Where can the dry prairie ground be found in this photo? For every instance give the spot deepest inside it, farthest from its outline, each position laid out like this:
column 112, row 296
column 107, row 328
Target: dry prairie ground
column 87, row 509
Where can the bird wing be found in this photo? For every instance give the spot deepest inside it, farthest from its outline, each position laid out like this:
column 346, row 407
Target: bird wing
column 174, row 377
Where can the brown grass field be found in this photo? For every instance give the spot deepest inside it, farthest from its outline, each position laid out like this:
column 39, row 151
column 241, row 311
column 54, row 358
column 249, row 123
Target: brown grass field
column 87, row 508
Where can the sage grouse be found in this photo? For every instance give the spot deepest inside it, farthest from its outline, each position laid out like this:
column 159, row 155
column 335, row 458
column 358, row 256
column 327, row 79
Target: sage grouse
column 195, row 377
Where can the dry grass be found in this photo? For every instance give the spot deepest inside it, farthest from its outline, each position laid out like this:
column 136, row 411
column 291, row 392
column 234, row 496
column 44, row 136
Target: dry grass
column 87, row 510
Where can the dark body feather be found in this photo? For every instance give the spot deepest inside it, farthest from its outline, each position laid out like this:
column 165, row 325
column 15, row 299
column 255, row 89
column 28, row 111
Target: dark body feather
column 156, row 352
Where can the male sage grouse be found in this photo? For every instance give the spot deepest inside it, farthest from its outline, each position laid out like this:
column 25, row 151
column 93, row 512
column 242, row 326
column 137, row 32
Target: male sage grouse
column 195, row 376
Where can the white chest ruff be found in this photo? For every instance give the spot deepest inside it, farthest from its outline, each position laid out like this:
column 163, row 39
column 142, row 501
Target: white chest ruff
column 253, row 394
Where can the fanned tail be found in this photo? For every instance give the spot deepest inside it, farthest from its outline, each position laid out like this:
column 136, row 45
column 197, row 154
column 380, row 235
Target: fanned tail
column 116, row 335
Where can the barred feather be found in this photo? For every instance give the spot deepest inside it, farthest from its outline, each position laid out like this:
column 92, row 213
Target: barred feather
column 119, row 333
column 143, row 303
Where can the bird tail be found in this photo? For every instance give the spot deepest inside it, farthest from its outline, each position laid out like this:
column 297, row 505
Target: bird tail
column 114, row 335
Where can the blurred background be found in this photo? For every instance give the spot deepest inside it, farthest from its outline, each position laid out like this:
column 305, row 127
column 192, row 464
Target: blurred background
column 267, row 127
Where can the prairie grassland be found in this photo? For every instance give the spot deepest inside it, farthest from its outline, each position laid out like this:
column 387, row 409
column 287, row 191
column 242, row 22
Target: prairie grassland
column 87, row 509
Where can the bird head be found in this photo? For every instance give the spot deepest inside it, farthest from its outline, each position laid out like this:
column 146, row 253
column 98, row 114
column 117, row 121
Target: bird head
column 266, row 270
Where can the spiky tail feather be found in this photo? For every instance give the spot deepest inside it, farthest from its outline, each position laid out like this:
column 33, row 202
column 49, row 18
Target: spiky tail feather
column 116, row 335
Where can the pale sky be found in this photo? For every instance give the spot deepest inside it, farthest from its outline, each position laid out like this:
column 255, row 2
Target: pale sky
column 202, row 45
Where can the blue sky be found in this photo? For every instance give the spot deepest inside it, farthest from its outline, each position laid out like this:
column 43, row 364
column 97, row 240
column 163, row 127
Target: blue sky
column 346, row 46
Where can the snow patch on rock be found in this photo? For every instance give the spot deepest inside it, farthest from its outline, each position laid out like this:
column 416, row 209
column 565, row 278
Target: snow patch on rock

::::

# Problem requirements
Output each entry precisely as given.

# Answer box
Where can the dry prairie ground be found in this photo? For every instance give the spot deepest inside it, farthest from its outline, each position laid out like this:
column 112, row 296
column 107, row 328
Target: dry prairie ground
column 87, row 509
Where can the bird wing be found in this photo? For every instance give the spot deepest inside it, farthest from its outline, each position laid out like this:
column 346, row 407
Target: bird wing
column 174, row 377
Where can the brown grass field be found in this photo? For every instance give the spot deepest inside it, farthest from its outline, each position laid out like this:
column 39, row 151
column 241, row 311
column 54, row 358
column 249, row 123
Target: brown grass field
column 87, row 508
Where can the sage grouse be found in this photo? For every instance give the spot deepest inside it, farthest from its outline, each position laid out like this:
column 159, row 155
column 335, row 458
column 358, row 256
column 327, row 79
Target: sage grouse
column 195, row 377
Where can the dry grass be found in this photo? For every instance give the spot deepest inside it, farthest from its outline, each position laid out like this:
column 136, row 411
column 291, row 392
column 234, row 496
column 44, row 136
Target: dry grass
column 87, row 510
Where can the dark body feather be found in this photo? For every instance give the spot deepest inside it, farthest from its outline, each position laid out like this:
column 165, row 325
column 15, row 299
column 255, row 89
column 28, row 111
Target: dark body feather
column 156, row 352
Where can the male sage grouse be found in this photo? For every instance give the spot deepest inside it, farthest from its outline, each position laid out like this:
column 25, row 151
column 93, row 512
column 242, row 326
column 137, row 32
Target: male sage grouse
column 195, row 376
Where can the white chest ruff be found in this photo? For every instance give the spot deepest inside it, farthest from its outline, each position laid out like this:
column 163, row 39
column 142, row 501
Target: white chest ruff
column 253, row 394
Where can the fanned tail be found in this photo? For every instance give the spot deepest inside it, farthest from its outline, each position laid out like this:
column 136, row 45
column 197, row 154
column 380, row 235
Target: fanned tail
column 116, row 335
Where can the barred feather be found in this photo? For every instance give the spot deepest inside it, farthest from its outline, each position laid out like this:
column 92, row 213
Target: barred feather
column 119, row 333
column 143, row 303
Where can the bird tail be found in this photo? For every instance give the spot deepest inside it, farthest from its outline, each position laid out like this:
column 297, row 505
Target: bird tail
column 114, row 335
Where can the blurred background be found in this photo? For every instance give the spot deepest inside it, farthest from its outline, each position laid out like this:
column 305, row 127
column 192, row 464
Target: blurred background
column 267, row 127
Where can the prairie grassland be found in this photo? For every instance give the spot deepest inside it, farthest from its outline, each position laid out like this:
column 387, row 409
column 287, row 191
column 242, row 22
Target: prairie grassland
column 87, row 509
Where can the bird head be found in this photo? For every instance give the spot deepest inside it, farthest from its outline, each position laid out like this:
column 146, row 253
column 98, row 114
column 117, row 121
Target: bird head
column 266, row 270
Where can the spiky tail feather be found in this photo? For every instance give the spot deepest inside it, farthest from its outline, each position laid out like this:
column 33, row 202
column 49, row 18
Target: spiky tail feather
column 116, row 335
Where can the pale sky be found in this photo? For every instance give the spot deepest inside it, farthest from its outline, each position laid out like this:
column 255, row 2
Target: pale sky
column 202, row 45
Where can the blue sky be found in this photo? For every instance give the spot deepest inside it, farthest from its outline, each position laid out like this:
column 43, row 364
column 97, row 240
column 163, row 127
Target: blue sky
column 346, row 46
Where can the snow patch on rock be found in this photo? For every instance give the spot deepest inside it, farthest from its outline, each position laid out like this:
column 416, row 209
column 565, row 278
Target: snow patch on rock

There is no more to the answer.